Prompt 1 ->
Could you return the part of the album article between "Shizuka Kudo chronology" and "music store Mora.", inclusive, copied word for word?

Extract to read ->
════

Compilation album by Shizuka Kudo
- Released: February 18, 2015
- Recorded: 1988–2014
- Genre: Pop;
- Length: 80:25
- Label: Pony Canyon

Shizuka Kudo chronology
| My Precious: Shizuka Sings Songs of Miyuki (2008) | My Treasure Best: Miyuki Nakajima × Tsugutoshi Gotō Collection (2015) | My Heartful Best: Gorō Matsui Collection (2016) |

= My Treasure Best: Miyuki Nakajima × Tsugutoshi Gotō Collection =

My Treasure Best: Miyuki Nakajima × Tsugutoshi Gotō Collection (My Treasure Best -みゆき×コレクション-, My Treasure Best: Nakajima Miyuki × Gotō Tsugutoshi Korekushon) is the thirteenth compilation album by Japanese singer Shizuka Kudo. It was released on February 18, 2015, through Pony Canyon. It was released as a high-resolution digital download one week in advance, on February 11, 2015, on the music store Mora.

════

Supplied material ->
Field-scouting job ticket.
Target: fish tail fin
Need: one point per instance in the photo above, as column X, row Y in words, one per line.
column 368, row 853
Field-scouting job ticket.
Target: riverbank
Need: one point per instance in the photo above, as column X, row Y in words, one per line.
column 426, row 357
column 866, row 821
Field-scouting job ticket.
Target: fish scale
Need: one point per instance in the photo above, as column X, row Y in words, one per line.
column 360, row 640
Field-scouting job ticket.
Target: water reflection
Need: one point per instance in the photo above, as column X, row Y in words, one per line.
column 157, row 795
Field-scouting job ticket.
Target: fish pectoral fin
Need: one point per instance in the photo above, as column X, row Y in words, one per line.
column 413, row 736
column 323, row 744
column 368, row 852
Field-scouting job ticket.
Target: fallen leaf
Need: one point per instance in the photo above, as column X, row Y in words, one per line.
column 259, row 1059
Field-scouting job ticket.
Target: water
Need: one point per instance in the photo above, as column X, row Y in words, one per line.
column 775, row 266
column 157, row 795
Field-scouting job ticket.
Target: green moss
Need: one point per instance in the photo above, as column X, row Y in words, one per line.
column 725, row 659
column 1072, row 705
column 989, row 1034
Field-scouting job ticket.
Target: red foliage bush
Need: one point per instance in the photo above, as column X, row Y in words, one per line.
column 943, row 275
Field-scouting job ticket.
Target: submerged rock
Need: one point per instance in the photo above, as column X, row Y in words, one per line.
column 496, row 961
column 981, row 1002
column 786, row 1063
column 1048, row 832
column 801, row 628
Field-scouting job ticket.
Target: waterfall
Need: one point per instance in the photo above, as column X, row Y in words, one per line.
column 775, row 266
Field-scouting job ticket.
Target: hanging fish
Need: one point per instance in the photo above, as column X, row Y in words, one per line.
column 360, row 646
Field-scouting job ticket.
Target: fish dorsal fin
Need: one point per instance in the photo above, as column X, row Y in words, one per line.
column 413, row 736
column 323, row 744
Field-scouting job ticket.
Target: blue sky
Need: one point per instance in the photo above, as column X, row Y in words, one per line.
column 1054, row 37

════

Prompt 2 ->
How many lines in the rows above contain the string "fish"? Give only the number.

Exercise output 1 ->
Shizuka Kudo chronology
| My Precious: Shizuka Sings Songs of Miyuki (2008) | My Treasure Best: Miyuki Nakajima × Tsugutoshi Gotō Collection (2015) | My Heartful Best: Gorō Matsui Collection (2016) |

= My Treasure Best: Miyuki Nakajima × Tsugutoshi Gotō Collection =

My Treasure Best: Miyuki Nakajima × Tsugutoshi Gotō Collection (My Treasure Best -みゆき×コレクション-, My Treasure Best: Nakajima Miyuki × Gotō Tsugutoshi Korekushon) is the thirteenth compilation album by Japanese singer Shizuka Kudo. It was released on February 18, 2015, through Pony Canyon. It was released as a high-resolution digital download one week in advance, on February 11, 2015, on the music store Mora.

Exercise output 2 ->
5